**Data provided**
========================================

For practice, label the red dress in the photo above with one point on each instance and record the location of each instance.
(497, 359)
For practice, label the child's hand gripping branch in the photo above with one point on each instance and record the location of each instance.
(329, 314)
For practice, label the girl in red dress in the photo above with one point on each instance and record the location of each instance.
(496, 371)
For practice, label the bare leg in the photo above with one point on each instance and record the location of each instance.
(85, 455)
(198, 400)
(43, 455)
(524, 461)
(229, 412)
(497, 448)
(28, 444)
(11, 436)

========================================

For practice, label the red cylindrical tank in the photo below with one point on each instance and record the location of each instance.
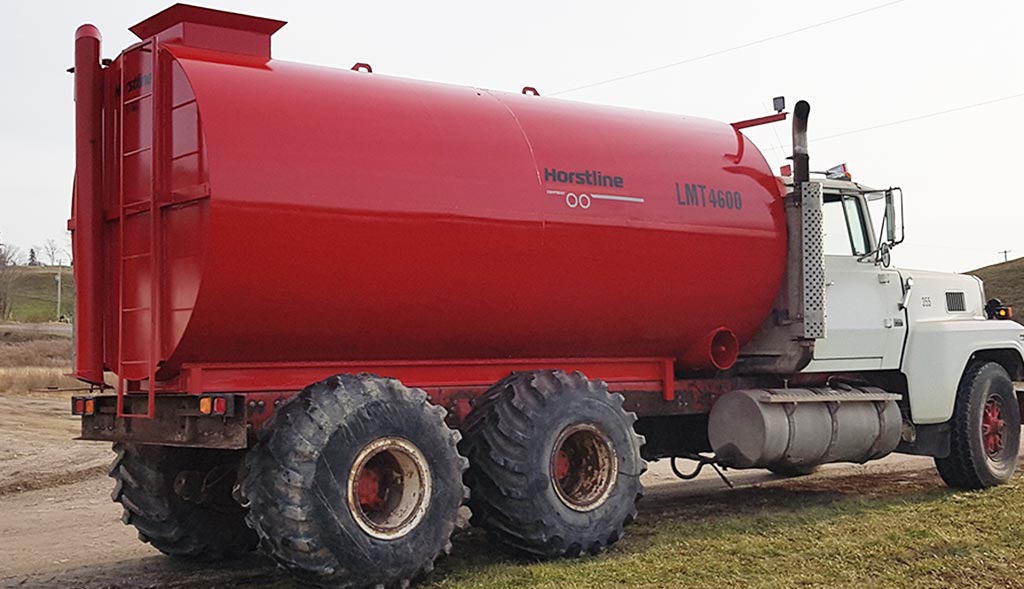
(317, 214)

========================================

**Instructions for the task**
Gather every line from the items above that contains the word "location".

**Result of the task**
For practice, label the red dress in the photo above with one point on each instance and record the location of each instance.
For practice, label the child's hand gripping branch in the photo above with one point on each instance and record the location of each instance.
For practice, label the girl in red dress in the photo above with one point on each instance and record the location of each instance.
For practice, label the bare leg in the photo above with one point on each instance and record the location of each instance.
For practice, label the red cylindrical tank in the photo below with one point on each instance and record the location of each instance.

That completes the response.